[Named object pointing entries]
-- Begin --

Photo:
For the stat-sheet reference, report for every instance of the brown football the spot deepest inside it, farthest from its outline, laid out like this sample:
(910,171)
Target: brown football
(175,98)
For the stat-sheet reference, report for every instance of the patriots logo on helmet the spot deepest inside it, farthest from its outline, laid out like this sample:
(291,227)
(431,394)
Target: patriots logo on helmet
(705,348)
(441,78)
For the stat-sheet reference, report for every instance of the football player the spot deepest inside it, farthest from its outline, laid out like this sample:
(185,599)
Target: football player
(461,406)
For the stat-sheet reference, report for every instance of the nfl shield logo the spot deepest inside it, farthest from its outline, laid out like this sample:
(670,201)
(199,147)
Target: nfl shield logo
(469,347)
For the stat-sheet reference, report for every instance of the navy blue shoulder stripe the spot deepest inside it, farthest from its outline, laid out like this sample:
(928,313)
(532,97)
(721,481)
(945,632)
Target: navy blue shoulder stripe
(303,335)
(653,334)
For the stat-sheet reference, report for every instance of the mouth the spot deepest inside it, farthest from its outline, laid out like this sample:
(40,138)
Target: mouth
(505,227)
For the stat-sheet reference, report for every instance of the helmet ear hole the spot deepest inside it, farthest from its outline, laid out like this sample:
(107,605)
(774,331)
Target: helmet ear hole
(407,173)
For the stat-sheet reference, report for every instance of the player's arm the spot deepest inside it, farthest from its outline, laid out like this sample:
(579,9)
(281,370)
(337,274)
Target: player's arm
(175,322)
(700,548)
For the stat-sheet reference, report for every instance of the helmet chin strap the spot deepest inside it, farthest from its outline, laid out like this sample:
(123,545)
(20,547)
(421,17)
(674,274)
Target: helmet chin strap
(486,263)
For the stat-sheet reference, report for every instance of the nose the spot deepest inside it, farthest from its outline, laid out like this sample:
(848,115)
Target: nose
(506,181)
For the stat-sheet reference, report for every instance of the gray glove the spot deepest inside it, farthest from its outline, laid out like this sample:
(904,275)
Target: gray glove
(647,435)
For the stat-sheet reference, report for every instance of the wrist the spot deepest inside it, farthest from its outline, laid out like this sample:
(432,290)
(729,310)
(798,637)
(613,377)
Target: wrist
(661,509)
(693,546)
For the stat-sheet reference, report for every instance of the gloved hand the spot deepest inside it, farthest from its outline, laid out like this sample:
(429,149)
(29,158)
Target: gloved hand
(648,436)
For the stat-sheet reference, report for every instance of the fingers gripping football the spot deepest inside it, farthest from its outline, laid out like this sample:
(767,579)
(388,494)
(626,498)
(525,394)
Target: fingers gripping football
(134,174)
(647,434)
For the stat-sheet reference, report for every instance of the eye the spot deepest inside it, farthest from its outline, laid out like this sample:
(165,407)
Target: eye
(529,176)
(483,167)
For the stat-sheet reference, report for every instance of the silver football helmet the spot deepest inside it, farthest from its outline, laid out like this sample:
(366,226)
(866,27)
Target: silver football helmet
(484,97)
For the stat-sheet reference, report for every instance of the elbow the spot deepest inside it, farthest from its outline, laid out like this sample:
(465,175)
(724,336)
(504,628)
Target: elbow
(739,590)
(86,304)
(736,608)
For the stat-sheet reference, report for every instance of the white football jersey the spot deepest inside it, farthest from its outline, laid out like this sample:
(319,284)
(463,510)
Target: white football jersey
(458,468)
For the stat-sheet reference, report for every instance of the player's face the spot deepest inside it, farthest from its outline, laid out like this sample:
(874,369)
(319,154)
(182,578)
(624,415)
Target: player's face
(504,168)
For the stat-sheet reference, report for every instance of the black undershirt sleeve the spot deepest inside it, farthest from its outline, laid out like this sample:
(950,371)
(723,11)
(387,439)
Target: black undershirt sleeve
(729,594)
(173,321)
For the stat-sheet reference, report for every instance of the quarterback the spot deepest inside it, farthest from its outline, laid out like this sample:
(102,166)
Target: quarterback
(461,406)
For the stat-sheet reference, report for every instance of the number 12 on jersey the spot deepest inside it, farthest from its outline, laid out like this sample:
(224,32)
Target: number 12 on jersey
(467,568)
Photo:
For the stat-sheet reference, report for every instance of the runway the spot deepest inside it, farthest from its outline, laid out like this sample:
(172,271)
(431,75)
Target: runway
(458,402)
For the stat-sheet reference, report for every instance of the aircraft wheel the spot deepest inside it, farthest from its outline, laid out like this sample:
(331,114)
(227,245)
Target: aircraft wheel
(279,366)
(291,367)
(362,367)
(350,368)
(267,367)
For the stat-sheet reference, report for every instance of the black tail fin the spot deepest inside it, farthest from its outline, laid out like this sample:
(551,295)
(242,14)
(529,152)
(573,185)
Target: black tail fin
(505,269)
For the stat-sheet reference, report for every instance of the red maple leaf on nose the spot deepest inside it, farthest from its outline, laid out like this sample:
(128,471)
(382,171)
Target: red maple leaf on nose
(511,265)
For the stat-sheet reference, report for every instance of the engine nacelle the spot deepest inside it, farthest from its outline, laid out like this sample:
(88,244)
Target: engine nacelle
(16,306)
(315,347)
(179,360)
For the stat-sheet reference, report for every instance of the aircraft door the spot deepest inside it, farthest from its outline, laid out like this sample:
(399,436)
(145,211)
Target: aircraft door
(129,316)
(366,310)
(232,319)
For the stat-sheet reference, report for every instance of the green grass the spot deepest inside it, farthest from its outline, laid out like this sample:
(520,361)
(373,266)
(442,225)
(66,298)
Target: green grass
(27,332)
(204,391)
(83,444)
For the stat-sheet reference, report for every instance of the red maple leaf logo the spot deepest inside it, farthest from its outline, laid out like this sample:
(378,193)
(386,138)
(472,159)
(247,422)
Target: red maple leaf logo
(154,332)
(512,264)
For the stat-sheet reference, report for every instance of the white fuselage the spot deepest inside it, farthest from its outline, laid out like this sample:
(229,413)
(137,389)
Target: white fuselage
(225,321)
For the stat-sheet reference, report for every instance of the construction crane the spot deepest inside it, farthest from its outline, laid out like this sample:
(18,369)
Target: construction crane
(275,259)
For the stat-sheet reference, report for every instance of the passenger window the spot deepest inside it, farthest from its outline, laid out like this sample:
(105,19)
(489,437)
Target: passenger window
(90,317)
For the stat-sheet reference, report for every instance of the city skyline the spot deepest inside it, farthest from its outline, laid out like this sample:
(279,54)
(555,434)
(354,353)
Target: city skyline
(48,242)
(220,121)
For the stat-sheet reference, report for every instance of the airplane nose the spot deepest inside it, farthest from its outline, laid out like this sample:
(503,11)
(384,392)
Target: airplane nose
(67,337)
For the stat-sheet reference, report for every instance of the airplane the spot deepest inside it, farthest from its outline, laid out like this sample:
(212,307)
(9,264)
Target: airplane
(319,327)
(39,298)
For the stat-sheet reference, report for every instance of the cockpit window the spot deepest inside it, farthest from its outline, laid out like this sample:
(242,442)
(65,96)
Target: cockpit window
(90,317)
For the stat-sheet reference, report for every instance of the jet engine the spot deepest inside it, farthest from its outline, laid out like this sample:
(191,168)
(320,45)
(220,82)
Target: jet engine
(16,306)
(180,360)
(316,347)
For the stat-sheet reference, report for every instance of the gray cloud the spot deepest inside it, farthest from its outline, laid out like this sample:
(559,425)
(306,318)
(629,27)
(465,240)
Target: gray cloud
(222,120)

-- End --

Convert the lines of the data above into a Markdown table with the columns Row and Line, numbering each row and leaving out blank lines.

| Row | Line |
|---|---|
| 1 | Photo: |
| 2 | For the stat-sheet reference, report for every instance of the brown football the spot deepest inside it, farthest from its outline, laid out like this sample: |
| 3 | (910,171) |
| 4 | Target: brown football |
| 5 | (175,98) |
| 6 | For the stat-sheet reference, report for every instance of the patriots logo on helmet the spot deepest inside it, farthest from its outline, laid out like this sample: |
| 7 | (291,227) |
| 8 | (431,394) |
| 9 | Target: patriots logo on helmet |
| 10 | (705,348) |
| 11 | (441,78) |
| 12 | For the stat-sheet reference, report for every instance of the football player the spot deepest inside it, farthest from its outline, laid out like this sample: |
| 13 | (185,599) |
| 14 | Target: football player |
| 15 | (461,406) |
| 16 | For the stat-sheet reference, report for every instance of the nfl shield logo the spot deepest inside it, farthest from its outline, laid out like this sample: |
| 17 | (670,201) |
| 18 | (199,147) |
| 19 | Target: nfl shield logo |
| 20 | (469,347) |
| 21 | For the stat-sheet reference, report for every instance of the navy blue shoulder stripe the spot deepest inside it, farthest from its outline, laid out like this sample: |
| 22 | (928,313) |
| 23 | (532,97) |
| 24 | (721,481) |
| 25 | (945,632) |
| 26 | Target: navy blue shoulder stripe |
| 27 | (303,335) |
| 28 | (653,334) |
| 29 | For the stat-sheet reference, report for every instance of the mouth the spot deepest inside it, farthest from its outline, laid out like this sample: |
| 30 | (40,138) |
| 31 | Target: mouth |
| 32 | (505,227) |
| 33 | For the stat-sheet reference, report for every instance of the helmet ear hole the spot deepest inside it, farthest from its outline, laid out like this sample: |
| 34 | (107,605) |
| 35 | (774,331) |
| 36 | Target: helmet ear hole |
| 37 | (407,173) |
| 38 | For the stat-sheet reference, report for every instance of the player's arm the spot deepest inside it, farthest from its outline, laid out like this sample: |
| 39 | (579,9) |
| 40 | (281,370) |
| 41 | (337,274) |
| 42 | Target: player's arm |
| 43 | (175,322) |
| 44 | (700,548) |
| 45 | For the stat-sheet reference, report for every instance of the helmet chin strap the spot deepest inside it, farthest from its outline, laid out like this sample: |
| 46 | (123,545) |
| 47 | (20,547) |
| 48 | (421,17) |
| 49 | (674,274) |
| 50 | Target: helmet chin strap |
| 51 | (486,263) |
| 52 | For the stat-sheet reference, report for every instance of the nose the spot deepest inside it, farthest from its outline, laid out like this sample: |
| 53 | (848,115) |
| 54 | Target: nose |
| 55 | (506,181) |
| 56 | For the stat-sheet reference, report for every instance of the gray glove the spot deepest inside it, farthest from its outline, laid out like this sample: |
| 57 | (904,275) |
| 58 | Target: gray glove |
| 59 | (647,435) |
| 60 | For the stat-sheet reference, report for every instance of the wrist the spot deepest inside it, farthest from its outline, laid out like this sample: |
| 61 | (432,290) |
| 62 | (729,310) |
| 63 | (798,637) |
| 64 | (613,377) |
| 65 | Target: wrist |
| 66 | (661,509) |
| 67 | (693,546) |
| 68 | For the stat-sheet reference, report for every instance of the gloved hand the spot deepest inside it, farthest from its outline, laid out like this sample: |
| 69 | (429,149) |
| 70 | (29,158) |
| 71 | Target: gloved hand |
| 72 | (648,436) |
| 73 | For the stat-sheet reference, report for every instance of the fingers gripping football the spot deepest inside it, farthest from its outline, laid out like this sample: |
| 74 | (767,579) |
| 75 | (388,494) |
| 76 | (626,498) |
| 77 | (525,394) |
| 78 | Target: fingers gripping football |
| 79 | (134,174) |
| 80 | (647,434) |
| 81 | For the stat-sheet reference, report for every instance of the eye the spot deepest inside it, farthest from its outline, laid out like this sample: |
| 82 | (165,407) |
| 83 | Target: eye |
| 84 | (529,176) |
| 85 | (483,167) |
| 86 | For the stat-sheet reference, report for every instance of the silver football helmet the spot deepest inside it, farthest from its outline, laid out like this sample: |
| 87 | (366,226) |
| 88 | (866,27) |
| 89 | Target: silver football helmet |
| 90 | (484,97) |
| 91 | For the stat-sheet reference, report for every instance of the elbow the spot deepest inside it, farthest from its outline, laid out like this sample: |
| 92 | (465,175) |
| 93 | (724,336) |
| 94 | (504,628) |
| 95 | Target: elbow |
| 96 | (739,590) |
| 97 | (86,304) |
| 98 | (736,608) |
| 99 | For the stat-sheet reference, report for every instance of the white football jersey the spot deepest inside it, farthest from its outline, laid out like this sample: |
| 100 | (319,284) |
| 101 | (463,510) |
| 102 | Target: white football jersey |
| 103 | (458,468) |
| 104 | For the stat-sheet reference, report for every instance of the player's face the spot deepest inside it, farthest from its outline, laid out like this sample: |
| 105 | (874,369) |
| 106 | (319,154) |
| 107 | (182,578) |
| 108 | (624,415) |
| 109 | Target: player's face |
| 110 | (504,168) |
| 111 | For the stat-sheet reference, report for every instance of the black undershirt sleeve the spot deepest inside it, farthest from its outline, laid out like this sample: |
| 112 | (950,371) |
| 113 | (723,11) |
| 114 | (387,439) |
| 115 | Target: black undershirt sleeve |
| 116 | (729,594) |
| 117 | (173,321) |
| 118 | For the stat-sheet reference, report for every instance of the quarterback the spot deepest inside it, farthest from its outline, laid out like this sample: |
| 119 | (102,166) |
| 120 | Target: quarterback |
| 121 | (461,406) |
| 122 | For the stat-sheet reference, report for every instance of the number 12 on jersey the spot deepest inside it, farthest from its outline, laid out like this sample: |
| 123 | (224,32) |
| 124 | Target: number 12 on jersey |
| 125 | (467,568) |
| 126 | Photo: |
| 127 | For the stat-sheet reference, report for every instance of the runway the spot deepest inside it, farthest from its outline, laid out like this sample: |
| 128 | (172,271) |
| 129 | (431,75) |
| 130 | Target: runway |
| 131 | (458,402) |
| 132 | For the stat-sheet reference, report for every instance of the aircraft wheel the spot deepest inside it, farthest from its outline, laid out like this sample: |
| 133 | (331,114) |
| 134 | (227,245) |
| 135 | Target: aircraft wheel |
| 136 | (279,366) |
| 137 | (291,367) |
| 138 | (362,367) |
| 139 | (350,368) |
| 140 | (267,367) |
| 141 | For the stat-sheet reference, report for every instance of the black tail fin the spot deepest inside it, farthest from its outline, laid out like this sample: |
| 142 | (551,295) |
| 143 | (242,14) |
| 144 | (529,152) |
| 145 | (573,185) |
| 146 | Target: black tail fin |
| 147 | (505,269) |
| 148 | For the stat-sheet reference, report for every instance of the red maple leaf on nose the spot deepest inside it, farthest from its outline, laid out like this sample: |
| 149 | (128,471) |
| 150 | (382,171) |
| 151 | Target: red maple leaf on nose |
| 152 | (511,265) |
| 153 | For the stat-sheet reference, report for every instance of the engine nacelle the spot deepest inside it, farthest from its outline, laid out like this sample: |
| 154 | (88,244) |
| 155 | Target: engine nacelle |
| 156 | (16,306) |
| 157 | (315,347) |
| 158 | (179,360) |
| 159 | For the stat-sheet reference, report for every instance of the aircraft door the spot deepest inside it, farthest from its outline, laid out like this sample: |
| 160 | (399,436) |
| 161 | (145,211) |
| 162 | Target: aircraft door |
| 163 | (129,316) |
| 164 | (366,310) |
| 165 | (232,319) |
| 166 | For the stat-sheet reference, report for every instance of the green grass the spot deepest inside it, farthest from its outline, laid out like this sample: |
| 167 | (520,361) |
| 168 | (373,266) |
| 169 | (442,225) |
| 170 | (66,298) |
| 171 | Target: green grass |
| 172 | (27,332) |
| 173 | (204,391) |
| 174 | (83,444) |
| 175 | For the stat-sheet reference, report for every instance of the red maple leaf logo the spot deepest inside it, farthest from its outline, laid out like this sample: |
| 176 | (378,193) |
| 177 | (386,138) |
| 178 | (472,159) |
| 179 | (247,422) |
| 180 | Target: red maple leaf logo |
| 181 | (154,332) |
| 182 | (512,264) |
| 183 | For the stat-sheet reference, report for every instance of the white fuselage the spot deepest inside it, farthest from its outline, laid out like this sample: |
| 184 | (229,413) |
| 185 | (137,389) |
| 186 | Target: white fuselage |
| 187 | (225,321) |
| 188 | For the stat-sheet reference, report for every instance of the construction crane the spot deepest inside it, farthest from its outline, laid out like this sample: |
| 189 | (18,369) |
| 190 | Target: construction crane |
| 191 | (275,259) |
| 192 | For the stat-sheet reference, report for every instance of the passenger window the spot deepest inside it, farthest from its outline, laid out like this sample: |
| 193 | (105,19) |
| 194 | (489,437) |
| 195 | Target: passenger window |
| 196 | (90,317) |
| 197 | For the stat-sheet reference, report for every instance of the city skyline the spot deepest inside it, farthest from its outline, laid out like this sample: |
| 198 | (279,54) |
| 199 | (555,434) |
| 200 | (354,353) |
| 201 | Target: city skyline |
| 202 | (48,242) |
| 203 | (220,121) |
| 204 | For the stat-sheet reference, report for every instance of the airplane nose the spot deepest inside it, farthest from its outline, laid out like this sample: |
| 205 | (503,11) |
| 206 | (384,392) |
| 207 | Target: airplane nose |
| 208 | (67,337) |
| 209 | For the stat-sheet reference, report for every instance of the airplane the spot deepest inside it, farthest from its outline, laid out like this sample: |
| 210 | (212,307) |
| 211 | (9,264) |
| 212 | Target: airplane |
| 213 | (319,327) |
| 214 | (39,298) |
| 215 | For the stat-sheet reference, report for every instance of the cockpit window the spot deepest inside it, farthest from its outline, laid out like this sample: |
| 216 | (242,442) |
| 217 | (65,96) |
| 218 | Target: cockpit window |
| 219 | (90,317) |
| 220 | For the stat-sheet reference, report for every instance of the jet engine the spot deepest inside it, farthest from its outline, laid out like this sample: |
| 221 | (191,168) |
| 222 | (320,45) |
| 223 | (220,82) |
| 224 | Target: jet engine |
| 225 | (16,306) |
| 226 | (180,360) |
| 227 | (316,347) |
| 228 | For the stat-sheet reference, report for every instance of the gray cloud the spot deepest inside it, farthest from its outline, laid out like this sample: |
| 229 | (559,425) |
| 230 | (306,318) |
| 231 | (629,27) |
| 232 | (465,240) |
| 233 | Target: gray cloud |
| 234 | (222,120) |